Update the records so that every "Tag" becomes "Mark", and keep everything else the same. Leave the pictures out of your answer.

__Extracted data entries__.

┌──

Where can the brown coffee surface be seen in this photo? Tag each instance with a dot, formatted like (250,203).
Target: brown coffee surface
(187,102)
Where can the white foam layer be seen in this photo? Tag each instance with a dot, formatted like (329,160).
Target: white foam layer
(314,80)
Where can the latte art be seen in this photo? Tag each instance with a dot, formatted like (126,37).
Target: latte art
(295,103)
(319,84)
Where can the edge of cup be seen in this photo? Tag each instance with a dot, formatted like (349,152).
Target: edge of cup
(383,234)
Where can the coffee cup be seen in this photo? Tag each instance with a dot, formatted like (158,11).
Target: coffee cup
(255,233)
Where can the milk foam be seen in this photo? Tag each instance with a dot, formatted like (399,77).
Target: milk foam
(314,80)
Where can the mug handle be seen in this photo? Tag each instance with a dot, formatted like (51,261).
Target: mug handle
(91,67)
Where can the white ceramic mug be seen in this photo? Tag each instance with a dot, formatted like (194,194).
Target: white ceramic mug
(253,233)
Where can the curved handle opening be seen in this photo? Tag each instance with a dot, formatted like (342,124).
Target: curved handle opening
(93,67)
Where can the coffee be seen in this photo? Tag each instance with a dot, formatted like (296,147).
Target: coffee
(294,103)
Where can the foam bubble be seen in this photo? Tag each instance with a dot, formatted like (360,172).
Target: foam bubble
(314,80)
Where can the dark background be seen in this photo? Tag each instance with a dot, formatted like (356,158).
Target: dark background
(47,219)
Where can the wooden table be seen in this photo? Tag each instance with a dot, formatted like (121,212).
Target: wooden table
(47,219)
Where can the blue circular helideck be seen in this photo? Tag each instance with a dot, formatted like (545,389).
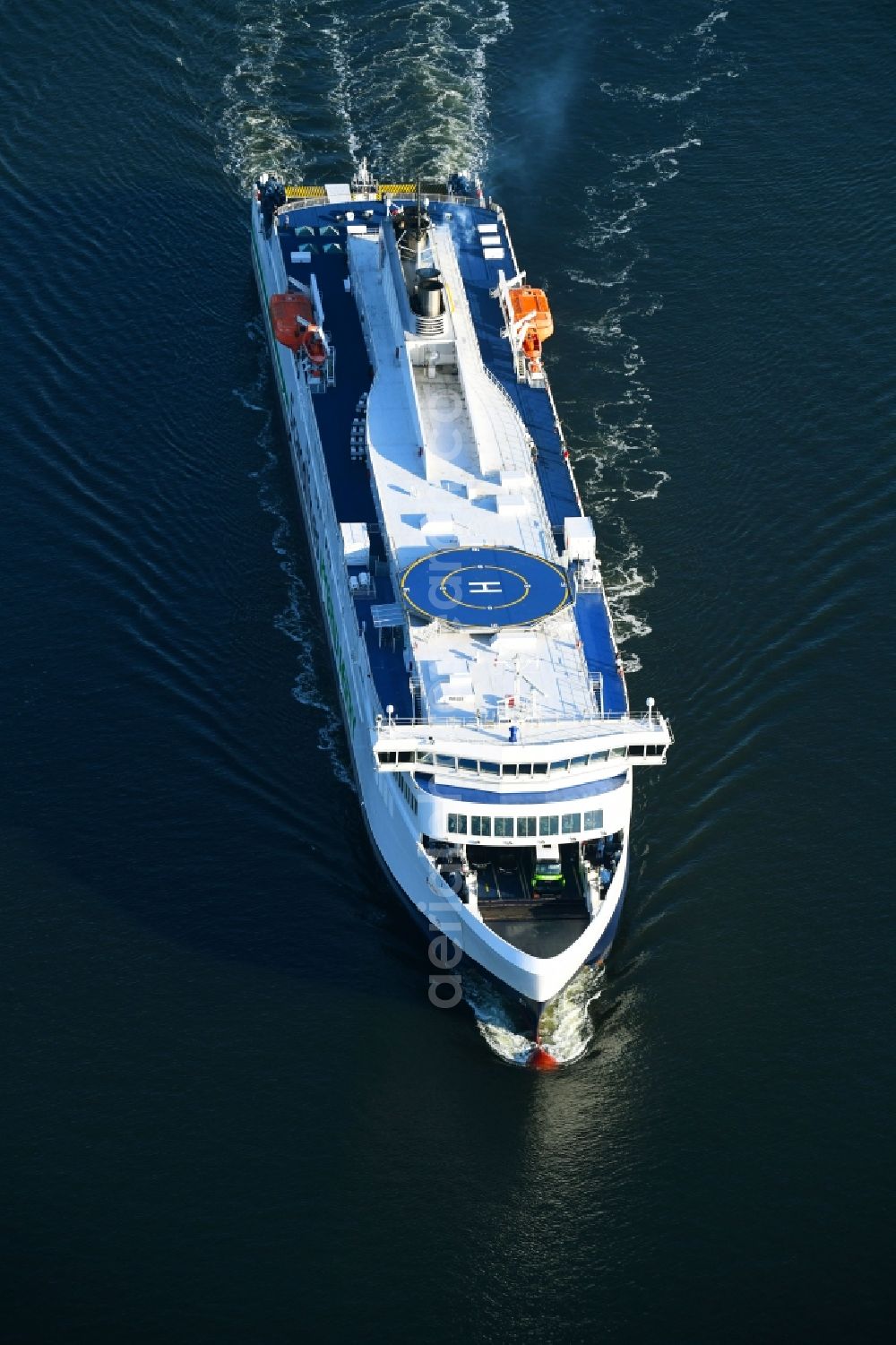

└──

__Result for this exercise__.
Where can the brown coffee surface be seen in this photo? Mark each instance with a dot, formatted like (250,203).
Target: brown coffee surface
(187,102)
Where can the white foam layer be seen in this photo? Mark each instance with a dot, formatted like (329,160).
Target: white foam layer
(314,80)
Where can the latte art be seen in this photo? Mark each instance with a dot, formatted like (126,37).
Target: latte art
(295,103)
(319,84)
Where can the edge of cup be seen in this photo? Mark each instance with a dot, formatted like (349,152).
Target: edge of cup
(383,234)
Where can the coffee cup be seen in this photo? Mark each instance with a dot, formatted like (158,11).
Target: coffee cup
(255,233)
Where can the milk foam be seen in this photo? Mark each instance with a dot, formatted like (399,77).
Target: milk foam
(314,80)
Where can the mug handle be seen in this photo? Mark each instance with a dot, formatted like (51,261).
Target: mug handle
(91,67)
Where can the white ceramic mug be seen in this photo? Mark each instance with a dot, formatted like (194,194).
Target: white ceramic mug
(253,233)
Where can the curved handle opening be seen in this photo? Mark each instance with a dot, formatted like (342,124).
Target: curved handle opening
(93,67)
Where can the coffee be seen in this photo? Mark each instance with a dot, formatted like (296,147).
Target: coffee
(294,103)
Where can the foam bubble be seen in this photo? Mark each instance with a dot, formatted like (360,172).
Target: foam bubble
(314,80)
Where can the dark background be seen in this photo? Mark each instance with a dot, formatted like (356,158).
Target: dark background
(47,219)
Where can the wooden table be seen in this photo? Mark each instance with a dot, formatted like (121,212).
Target: wooden table
(47,219)
Where can the blue circular helideck be seen in this photo? Mark each instance with a dot, formatted like (545,389).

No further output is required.